## TASK TO COMPLETE:
Copy out, unchanged, the entries below from the "Point out the window" line to the final line. Omit pictures.

Excerpt from a dataset:
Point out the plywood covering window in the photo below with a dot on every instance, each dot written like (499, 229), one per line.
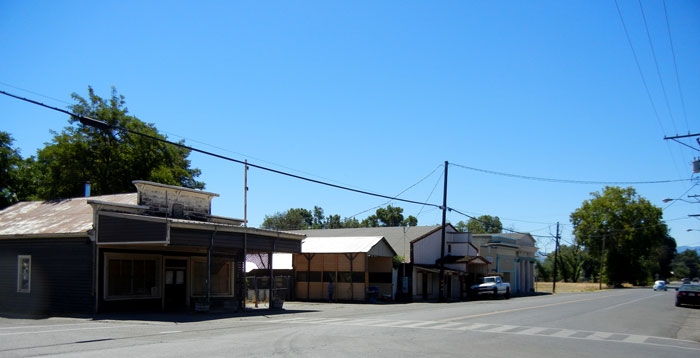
(221, 277)
(24, 273)
(132, 276)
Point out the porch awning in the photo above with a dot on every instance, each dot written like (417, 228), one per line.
(135, 229)
(436, 269)
(474, 260)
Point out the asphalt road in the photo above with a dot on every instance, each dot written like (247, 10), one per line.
(616, 323)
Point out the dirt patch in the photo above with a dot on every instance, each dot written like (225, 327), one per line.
(570, 287)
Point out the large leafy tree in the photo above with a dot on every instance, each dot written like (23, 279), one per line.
(485, 224)
(17, 175)
(633, 231)
(108, 158)
(292, 219)
(686, 264)
(393, 216)
(302, 219)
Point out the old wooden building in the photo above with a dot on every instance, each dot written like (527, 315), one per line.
(157, 249)
(357, 267)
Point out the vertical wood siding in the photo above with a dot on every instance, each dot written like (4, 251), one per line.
(61, 276)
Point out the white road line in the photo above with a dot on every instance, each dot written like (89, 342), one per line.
(66, 330)
(500, 329)
(446, 325)
(473, 326)
(533, 331)
(599, 335)
(633, 338)
(419, 324)
(397, 323)
(628, 302)
(563, 333)
(50, 325)
(367, 322)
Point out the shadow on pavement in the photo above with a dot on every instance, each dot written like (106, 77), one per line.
(175, 317)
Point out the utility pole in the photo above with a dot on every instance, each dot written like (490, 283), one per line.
(556, 252)
(442, 242)
(245, 231)
(602, 258)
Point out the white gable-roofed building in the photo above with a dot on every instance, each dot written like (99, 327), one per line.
(354, 265)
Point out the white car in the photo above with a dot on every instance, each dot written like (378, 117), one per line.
(660, 285)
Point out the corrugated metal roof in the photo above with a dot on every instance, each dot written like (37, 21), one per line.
(337, 245)
(394, 235)
(65, 216)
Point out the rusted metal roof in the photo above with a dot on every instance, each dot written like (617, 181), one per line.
(54, 217)
(333, 245)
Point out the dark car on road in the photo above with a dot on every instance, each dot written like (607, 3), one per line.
(688, 294)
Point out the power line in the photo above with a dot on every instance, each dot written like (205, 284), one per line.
(34, 93)
(87, 121)
(431, 193)
(568, 181)
(639, 67)
(399, 194)
(656, 62)
(259, 159)
(675, 66)
(644, 82)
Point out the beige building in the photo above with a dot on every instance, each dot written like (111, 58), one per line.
(511, 256)
(354, 265)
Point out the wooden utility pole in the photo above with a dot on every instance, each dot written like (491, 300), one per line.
(602, 258)
(442, 242)
(245, 232)
(556, 252)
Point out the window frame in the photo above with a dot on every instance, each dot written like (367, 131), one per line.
(20, 259)
(158, 259)
(231, 273)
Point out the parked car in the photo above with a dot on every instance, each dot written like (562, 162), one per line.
(492, 285)
(688, 294)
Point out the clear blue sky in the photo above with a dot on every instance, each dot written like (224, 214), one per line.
(377, 95)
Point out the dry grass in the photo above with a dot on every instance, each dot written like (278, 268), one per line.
(570, 286)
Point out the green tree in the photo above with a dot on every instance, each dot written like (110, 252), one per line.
(485, 224)
(108, 158)
(17, 176)
(544, 269)
(633, 231)
(318, 218)
(370, 221)
(292, 219)
(390, 216)
(686, 264)
(571, 260)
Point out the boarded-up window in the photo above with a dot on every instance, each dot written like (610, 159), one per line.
(132, 277)
(221, 282)
(24, 273)
(380, 277)
(314, 276)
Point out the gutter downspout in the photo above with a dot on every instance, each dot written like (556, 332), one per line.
(211, 246)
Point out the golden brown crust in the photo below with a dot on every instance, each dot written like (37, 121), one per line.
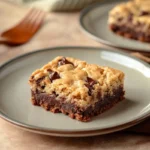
(71, 80)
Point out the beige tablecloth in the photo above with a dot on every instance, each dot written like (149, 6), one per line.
(56, 33)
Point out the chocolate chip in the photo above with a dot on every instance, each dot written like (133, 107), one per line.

## EXERCISE OUTPUT:
Point out the window frame in the photo above with a dot on every instance, each dot written like (367, 131), one per line.
(20, 259)
(158, 259)
(231, 273)
Point out the parked car in the photo above with a dot on every instance, each dot written like (562, 162), one per line.
(492, 285)
(688, 294)
Point out the clear blue sky in the photo above with a dot on every instance, each dot written like (224, 214), one per line.
(377, 95)
Point out the dry grass in the photo above with a dot on every instance, each dot written like (278, 268), one per line.
(570, 286)
Point out the green tree in the photo above with a dot on every instance, each dot written like (110, 252), one per line.
(485, 224)
(108, 158)
(17, 176)
(544, 269)
(633, 231)
(318, 218)
(370, 221)
(292, 219)
(390, 216)
(686, 264)
(571, 260)
Point out the boarded-up window in the photo above with a dot on every instance, each dot written like (610, 159), one per line.
(132, 277)
(221, 282)
(24, 273)
(380, 277)
(314, 276)
Point out the gutter downspout in the photo above with a dot on every instance, each dot written like (556, 332), one per line.
(211, 246)
Point out the golden brown crust in the photo below with a dot on every instance, each dot written like (37, 121), one per line.
(71, 80)
Point out the beige tablecloth in the photo above with a dot on every instance, each dot written like (149, 6), one per line.
(56, 33)
Point out the chocolate chip in the photo above with a dot on every instance, each dot written like (133, 107), one per line.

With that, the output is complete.